### Records from a dataset
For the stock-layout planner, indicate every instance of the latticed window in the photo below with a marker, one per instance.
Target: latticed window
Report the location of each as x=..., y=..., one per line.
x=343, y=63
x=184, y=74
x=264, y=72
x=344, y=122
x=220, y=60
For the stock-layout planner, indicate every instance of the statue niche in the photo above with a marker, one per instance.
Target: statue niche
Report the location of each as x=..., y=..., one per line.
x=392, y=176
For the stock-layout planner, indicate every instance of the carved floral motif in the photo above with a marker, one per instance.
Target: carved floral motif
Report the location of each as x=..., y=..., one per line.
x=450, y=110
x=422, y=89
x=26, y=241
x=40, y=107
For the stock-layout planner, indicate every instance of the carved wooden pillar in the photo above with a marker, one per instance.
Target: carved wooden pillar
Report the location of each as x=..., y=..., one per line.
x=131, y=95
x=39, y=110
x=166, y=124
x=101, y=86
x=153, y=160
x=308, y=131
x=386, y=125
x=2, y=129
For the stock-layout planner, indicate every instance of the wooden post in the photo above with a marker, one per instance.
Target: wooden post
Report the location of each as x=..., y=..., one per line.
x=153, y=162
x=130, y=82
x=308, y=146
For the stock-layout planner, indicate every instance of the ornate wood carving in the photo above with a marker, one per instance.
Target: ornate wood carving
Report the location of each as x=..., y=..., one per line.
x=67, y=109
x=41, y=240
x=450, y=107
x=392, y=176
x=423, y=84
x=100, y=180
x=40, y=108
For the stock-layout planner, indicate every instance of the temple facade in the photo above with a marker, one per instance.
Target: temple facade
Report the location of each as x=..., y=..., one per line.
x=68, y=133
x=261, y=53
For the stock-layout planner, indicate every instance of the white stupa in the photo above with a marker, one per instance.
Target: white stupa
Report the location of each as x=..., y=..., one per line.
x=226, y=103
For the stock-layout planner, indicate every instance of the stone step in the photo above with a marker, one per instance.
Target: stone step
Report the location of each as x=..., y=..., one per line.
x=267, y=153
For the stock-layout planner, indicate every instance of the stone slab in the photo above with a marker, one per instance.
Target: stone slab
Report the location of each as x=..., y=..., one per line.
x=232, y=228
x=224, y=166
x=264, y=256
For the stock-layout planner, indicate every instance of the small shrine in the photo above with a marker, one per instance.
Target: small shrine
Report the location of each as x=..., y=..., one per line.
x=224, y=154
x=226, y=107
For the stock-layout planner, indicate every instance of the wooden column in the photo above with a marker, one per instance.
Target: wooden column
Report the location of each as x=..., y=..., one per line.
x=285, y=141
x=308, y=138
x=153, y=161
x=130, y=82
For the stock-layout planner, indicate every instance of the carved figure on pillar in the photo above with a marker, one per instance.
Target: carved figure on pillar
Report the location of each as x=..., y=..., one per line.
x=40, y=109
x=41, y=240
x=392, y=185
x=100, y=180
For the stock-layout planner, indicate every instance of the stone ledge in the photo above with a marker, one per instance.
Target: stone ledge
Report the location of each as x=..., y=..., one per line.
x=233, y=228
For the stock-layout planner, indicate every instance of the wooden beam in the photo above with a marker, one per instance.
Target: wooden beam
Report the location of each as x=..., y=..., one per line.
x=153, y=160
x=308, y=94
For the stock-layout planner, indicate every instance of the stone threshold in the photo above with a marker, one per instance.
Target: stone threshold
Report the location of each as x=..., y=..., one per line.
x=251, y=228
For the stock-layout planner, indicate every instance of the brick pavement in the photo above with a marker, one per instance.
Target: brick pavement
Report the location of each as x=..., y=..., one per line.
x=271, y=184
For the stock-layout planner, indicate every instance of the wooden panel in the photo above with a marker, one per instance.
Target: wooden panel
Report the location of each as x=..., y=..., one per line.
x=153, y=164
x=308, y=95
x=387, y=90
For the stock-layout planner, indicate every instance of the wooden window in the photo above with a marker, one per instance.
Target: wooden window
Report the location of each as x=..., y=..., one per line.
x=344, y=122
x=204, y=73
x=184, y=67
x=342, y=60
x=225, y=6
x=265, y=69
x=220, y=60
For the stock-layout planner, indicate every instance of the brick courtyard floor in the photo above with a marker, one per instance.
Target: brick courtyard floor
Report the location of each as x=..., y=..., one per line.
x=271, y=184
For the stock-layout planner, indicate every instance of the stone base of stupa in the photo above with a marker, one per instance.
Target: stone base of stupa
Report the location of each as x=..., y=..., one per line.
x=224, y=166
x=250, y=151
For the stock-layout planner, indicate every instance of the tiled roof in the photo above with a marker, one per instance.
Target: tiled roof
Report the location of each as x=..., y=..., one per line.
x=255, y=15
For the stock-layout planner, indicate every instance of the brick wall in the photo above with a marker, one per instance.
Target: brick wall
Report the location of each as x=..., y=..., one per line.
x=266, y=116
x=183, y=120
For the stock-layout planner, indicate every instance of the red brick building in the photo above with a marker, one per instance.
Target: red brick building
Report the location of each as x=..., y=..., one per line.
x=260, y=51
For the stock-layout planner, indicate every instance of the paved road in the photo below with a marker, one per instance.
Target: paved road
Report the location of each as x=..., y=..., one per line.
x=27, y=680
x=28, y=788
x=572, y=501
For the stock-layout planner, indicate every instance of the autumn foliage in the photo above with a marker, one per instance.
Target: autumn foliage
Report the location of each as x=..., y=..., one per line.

### Written instruction
Could you render every line of the data above as a Markdown table, with the columns Row and Data line, and leave out any blank lines?

### Finished exercise
| Row | Data line |
|---|---|
| 1 | For the stock-layout planner, indicate every instance of the latticed window in the photo below with a marker, one per instance. |
| 2 | Target: latticed window |
| 3 | Report the location of each as x=..., y=..., one per line. |
| 4 | x=343, y=63 |
| 5 | x=184, y=74 |
| 6 | x=264, y=72 |
| 7 | x=344, y=122 |
| 8 | x=220, y=60 |
| 9 | For the stock-layout planner, indicate every instance of the statue niche in the photo above with a marker, one per instance. |
| 10 | Target: statue niche |
| 11 | Report the location of each as x=..., y=..., one per line. |
| 12 | x=392, y=176 |
| 13 | For the stock-layout planner, indicate every instance of the carved floral motif in the photo above with a marker, one per instance. |
| 14 | Target: carved floral motif |
| 15 | Report the location of each as x=..., y=..., one per line. |
| 16 | x=450, y=110 |
| 17 | x=422, y=89 |
| 18 | x=26, y=241 |
| 19 | x=40, y=107 |
| 20 | For the stock-layout planner, indicate every instance of the carved wooden pillar in the photo above with a marker, one per instance. |
| 21 | Target: carved wooden pillar |
| 22 | Report the location of each as x=..., y=..., one per line. |
| 23 | x=131, y=95 |
| 24 | x=39, y=110 |
| 25 | x=166, y=124 |
| 26 | x=101, y=86 |
| 27 | x=153, y=160 |
| 28 | x=308, y=131 |
| 29 | x=386, y=125 |
| 30 | x=2, y=129 |
| 31 | For the stock-layout planner, indicate every instance of the wooden post in the photo above with a marker, one per instance. |
| 32 | Target: wooden post |
| 33 | Report the location of each as x=..., y=..., one per line. |
| 34 | x=153, y=162 |
| 35 | x=130, y=82 |
| 36 | x=308, y=146 |
| 37 | For the stock-layout planner, indicate every instance of the ornate wood carving in the photo above with a marker, one per instance. |
| 38 | Target: ornate wood carving |
| 39 | Report the location of each as x=..., y=..., one per line. |
| 40 | x=67, y=109 |
| 41 | x=41, y=240 |
| 42 | x=450, y=107 |
| 43 | x=392, y=176 |
| 44 | x=423, y=84 |
| 45 | x=100, y=180 |
| 46 | x=40, y=108 |
| 47 | For the stock-layout planner, indicate every instance of the temple facade in the photo above with a marker, one per instance. |
| 48 | Target: temple facade |
| 49 | Report the location of each as x=..., y=..., one per line. |
| 50 | x=68, y=133 |
| 51 | x=261, y=53 |
| 52 | For the stock-layout planner, indicate every instance of the white stupa in the photo above with a marker, one per instance. |
| 53 | Target: white stupa |
| 54 | Report the location of each as x=..., y=..., one per line. |
| 55 | x=226, y=103 |
| 56 | For the stock-layout planner, indicate every instance of the stone step in the photo above with a marker, one per instance. |
| 57 | Target: stone step |
| 58 | Report the location of each as x=..., y=..., one per line. |
| 59 | x=267, y=153 |
| 60 | For the stock-layout planner, indicate every instance of the stone slab in the photo above with a marker, one per instance. |
| 61 | Target: stone slab |
| 62 | Report the location of each as x=..., y=..., one per line. |
| 63 | x=232, y=228 |
| 64 | x=224, y=166 |
| 65 | x=264, y=256 |
| 66 | For the stock-layout planner, indicate every instance of the small shrine in the photo above with a marker, one per instance. |
| 67 | Target: small shrine |
| 68 | Report the location of each as x=..., y=..., one per line. |
| 69 | x=224, y=154 |
| 70 | x=226, y=107 |
| 71 | For the stock-layout planner, indicate every instance of the wooden column in the photo above with a marker, one per instance. |
| 72 | Target: wooden column |
| 73 | Report the location of each as x=..., y=..., one per line. |
| 74 | x=285, y=141 |
| 75 | x=308, y=138 |
| 76 | x=153, y=161 |
| 77 | x=130, y=82 |
| 78 | For the stock-layout planner, indicate every instance of the carved figure on pillar in the photo above with a marker, one per instance. |
| 79 | Target: carved figure on pillar |
| 80 | Report the location of each as x=..., y=..., one per line. |
| 81 | x=40, y=109 |
| 82 | x=41, y=240 |
| 83 | x=392, y=185 |
| 84 | x=100, y=180 |
| 85 | For the stock-layout planner, indicate every instance of the stone ledge in the photo above with a marker, one per instance. |
| 86 | Target: stone ledge |
| 87 | Report the location of each as x=..., y=..., one per line. |
| 88 | x=233, y=228 |
| 89 | For the stock-layout planner, indicate every instance of the wooden beam in the photo above with a marker, one per instance. |
| 90 | Target: wooden beam |
| 91 | Report the location of each as x=..., y=..., one per line. |
| 92 | x=153, y=160 |
| 93 | x=308, y=94 |
| 94 | For the stock-layout planner, indicate every instance of the stone threshold in the photo above with a marker, one per instance. |
| 95 | Target: stone threshold |
| 96 | Report the location of each as x=..., y=..., one per line. |
| 97 | x=251, y=228 |
| 98 | For the stock-layout planner, indicate every instance of the brick pavement in the photo above with a marker, one per instance. |
| 99 | Target: brick pavement |
| 100 | Report the location of each as x=..., y=..., one per line. |
| 101 | x=271, y=184 |
| 102 | For the stock-layout planner, indicate every instance of the wooden panel in the photo above with a marker, one per instance. |
| 103 | Target: wooden panel |
| 104 | Report the location of each as x=..., y=..., one per line. |
| 105 | x=153, y=164 |
| 106 | x=308, y=95 |
| 107 | x=387, y=90 |
| 108 | For the stock-layout planner, indicate every instance of the wooden window in the photo above with a marker, one per instance. |
| 109 | Target: wooden window |
| 110 | Report the location of each as x=..., y=..., one per line. |
| 111 | x=344, y=122 |
| 112 | x=204, y=73 |
| 113 | x=184, y=67 |
| 114 | x=342, y=60 |
| 115 | x=225, y=6 |
| 116 | x=265, y=69 |
| 117 | x=220, y=60 |
| 118 | For the stock-layout planner, indicate every instance of the brick courtyard floor in the photo above with a marker, one per instance. |
| 119 | Target: brick courtyard floor |
| 120 | Report the location of each as x=..., y=..., one per line. |
| 121 | x=271, y=184 |
| 122 | For the stock-layout planner, indicate every instance of the stone base of stupa in the photo above with a marker, one per instance. |
| 123 | Target: stone base of stupa |
| 124 | Report the location of each as x=..., y=..., one per line. |
| 125 | x=224, y=166 |
| 126 | x=250, y=151 |
| 127 | For the stock-layout planner, indicate every instance of the tiled roof in the photo above with a marker, one per instance. |
| 128 | Target: tiled roof |
| 129 | Report the location of each as x=..., y=..., one per line. |
| 130 | x=255, y=15 |
| 131 | For the stock-layout planner, indicate every instance of the brick wall in the photo above with a marker, one per instance. |
| 132 | Target: brick wall |
| 133 | Report the location of each as x=..., y=..., one per line. |
| 134 | x=266, y=116 |
| 135 | x=183, y=120 |
| 136 | For the stock-layout planner, indicate every instance of the red brick building in the photo above with a marker, one per instance. |
| 137 | Target: red brick building |
| 138 | Report the location of each as x=..., y=..., one per line. |
| 139 | x=260, y=51 |
| 140 | For the stock-layout planner, indicate every instance of the paved road in the photo below with a marker, one per instance. |
| 141 | Target: paved road |
| 142 | Report the location of each as x=..., y=..., one per line. |
| 143 | x=27, y=680 |
| 144 | x=28, y=788 |
| 145 | x=572, y=501 |
| 146 | For the stock-layout planner, indicate every instance of the autumn foliage in the photo above with a marker, one per instance. |
| 147 | Target: autumn foliage |
| 148 | Report the location of each as x=..., y=..., one per line. |